Given exercise a. Please restate the records from the line containing "horizon in this photo." down to the line containing "Target: distant ocean on horizon", swapping "distant ocean" for "remote ocean" and leaving everything else untouched.
BEGIN Page
As Krugman has pointed out, it makes no sense to suggest that futures are pulling up spot prices, because spot prices have actually been higher:

This complicates the scapegoat argument, because the argument only works if oil is being physically held from the market in order to take higher prices in the future.  As Krugman and others have noted, there simply isn't evidence that a big chunk of oil is being withheld.  If you're shuffling paper around the markets -- well, that's cute, but the gas is still coming to market, and the market still clears unless you're hoarding it.

And the incentive, with higher spot prices relative to futures, is obviously to bring the oil to market, not to hoard it.

Conservatives want live babies so they can raise them to be dead soldiers. - George Carlin

by Drew J Jones (myfriends@thisispancakes.com) on Thu Jun 26th, 2008 at 08:35:26 PM EST
and there really aren't places to hide all that much oil when you get right down to it.  Supposedly the Iranians have 20 MM bbls in VLCCs parked near Kharg.  Even if they do, that's 6 hrs of the world's demand for crude.

Speculators aren't crazy either.  At $130/bbl for crude and 6% interest you're paying $8/year or 65cts/month in time value.  Add on double handling expenses, losses due evaporation, quality degradation issues on finished fuels (minor concern usually except maybe for jet fuel) and it's no free lunch to just tank oil hoping for a pop.  The only time you'd do that if you have a heavy contango (prompt physical much cheaper than futures a few months out) to pay for some of the costs.  With a dead flat futures curve, it makes no sense.  Just buy a future instead.
END Page
Given exercise b.
Answer these from the text on oil speculation:
(i) How much oil are the Iranians supposedly holding in VLCCs parked near Kharg?
(ii) At $130/bbl for crude and 6% interest, what is the monthly time-value cost?
(iii) To whom is the quote about live babies and dead soldiers attributed?
BEGIN Raw records
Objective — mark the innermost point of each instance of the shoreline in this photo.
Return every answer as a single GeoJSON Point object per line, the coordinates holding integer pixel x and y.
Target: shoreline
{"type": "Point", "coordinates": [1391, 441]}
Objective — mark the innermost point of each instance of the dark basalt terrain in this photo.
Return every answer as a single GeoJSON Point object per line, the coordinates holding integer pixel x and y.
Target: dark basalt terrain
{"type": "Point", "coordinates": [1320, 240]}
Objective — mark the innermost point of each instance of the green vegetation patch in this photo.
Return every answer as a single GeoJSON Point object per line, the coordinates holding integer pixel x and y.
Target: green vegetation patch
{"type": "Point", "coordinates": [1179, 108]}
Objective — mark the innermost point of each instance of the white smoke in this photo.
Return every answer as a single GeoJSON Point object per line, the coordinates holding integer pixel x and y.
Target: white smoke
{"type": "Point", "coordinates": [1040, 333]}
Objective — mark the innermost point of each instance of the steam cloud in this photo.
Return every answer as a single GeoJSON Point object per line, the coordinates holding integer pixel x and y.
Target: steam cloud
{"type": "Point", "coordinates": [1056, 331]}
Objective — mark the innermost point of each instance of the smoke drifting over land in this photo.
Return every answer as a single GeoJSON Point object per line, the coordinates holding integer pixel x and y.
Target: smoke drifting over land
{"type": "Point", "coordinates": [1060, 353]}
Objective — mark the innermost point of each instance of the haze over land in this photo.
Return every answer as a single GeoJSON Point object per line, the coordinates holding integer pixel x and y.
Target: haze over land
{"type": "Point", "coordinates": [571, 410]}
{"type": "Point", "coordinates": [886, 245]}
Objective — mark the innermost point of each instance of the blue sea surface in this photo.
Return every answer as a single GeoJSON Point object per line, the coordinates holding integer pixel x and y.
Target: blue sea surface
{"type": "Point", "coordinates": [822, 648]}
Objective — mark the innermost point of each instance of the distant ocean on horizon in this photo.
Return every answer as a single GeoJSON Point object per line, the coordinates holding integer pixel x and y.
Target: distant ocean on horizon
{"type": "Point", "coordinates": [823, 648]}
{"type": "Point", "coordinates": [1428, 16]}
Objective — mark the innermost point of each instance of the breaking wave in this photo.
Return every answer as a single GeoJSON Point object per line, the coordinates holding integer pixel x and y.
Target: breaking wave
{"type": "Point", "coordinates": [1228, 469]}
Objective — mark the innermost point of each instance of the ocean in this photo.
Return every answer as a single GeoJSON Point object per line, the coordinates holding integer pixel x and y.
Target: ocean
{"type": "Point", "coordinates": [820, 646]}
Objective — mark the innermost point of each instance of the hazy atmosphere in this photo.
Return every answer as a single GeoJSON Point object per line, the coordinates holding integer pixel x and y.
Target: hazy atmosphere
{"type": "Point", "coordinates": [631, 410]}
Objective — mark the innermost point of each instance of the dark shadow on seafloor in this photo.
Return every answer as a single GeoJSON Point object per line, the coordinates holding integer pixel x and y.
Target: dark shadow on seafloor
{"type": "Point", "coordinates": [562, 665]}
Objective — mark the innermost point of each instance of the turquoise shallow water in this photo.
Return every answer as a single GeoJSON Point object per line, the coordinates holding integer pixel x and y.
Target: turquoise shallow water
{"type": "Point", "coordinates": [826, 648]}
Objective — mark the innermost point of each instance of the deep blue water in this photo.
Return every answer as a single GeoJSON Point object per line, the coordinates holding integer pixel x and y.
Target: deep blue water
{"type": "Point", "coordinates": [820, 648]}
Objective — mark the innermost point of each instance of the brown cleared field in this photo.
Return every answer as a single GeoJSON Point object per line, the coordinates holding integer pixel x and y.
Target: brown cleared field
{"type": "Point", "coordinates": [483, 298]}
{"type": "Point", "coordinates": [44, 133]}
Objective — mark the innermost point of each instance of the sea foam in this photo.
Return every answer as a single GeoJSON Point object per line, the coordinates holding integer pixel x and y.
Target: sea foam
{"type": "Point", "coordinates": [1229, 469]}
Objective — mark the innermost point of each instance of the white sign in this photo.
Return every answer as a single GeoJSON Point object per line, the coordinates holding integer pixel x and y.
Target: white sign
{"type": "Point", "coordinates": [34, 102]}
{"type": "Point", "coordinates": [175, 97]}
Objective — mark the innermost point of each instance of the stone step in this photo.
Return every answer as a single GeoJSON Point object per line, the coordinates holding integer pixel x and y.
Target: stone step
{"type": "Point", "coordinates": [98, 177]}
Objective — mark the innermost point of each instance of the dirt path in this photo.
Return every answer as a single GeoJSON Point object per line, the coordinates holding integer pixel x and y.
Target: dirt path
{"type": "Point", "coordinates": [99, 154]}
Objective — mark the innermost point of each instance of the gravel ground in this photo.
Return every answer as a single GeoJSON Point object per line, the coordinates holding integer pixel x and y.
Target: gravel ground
END Raw records
Complete output a.
Objective — mark the innermost point of each instance of the remote ocean on horizon in this photo.
Return every answer as a single GeoJSON Point object per line, the coordinates holding integer pixel x and y.
Target: remote ocean on horizon

Complete output b.
(i) 20 MM bbls
(ii) 65 cents per month
(iii) George Carlin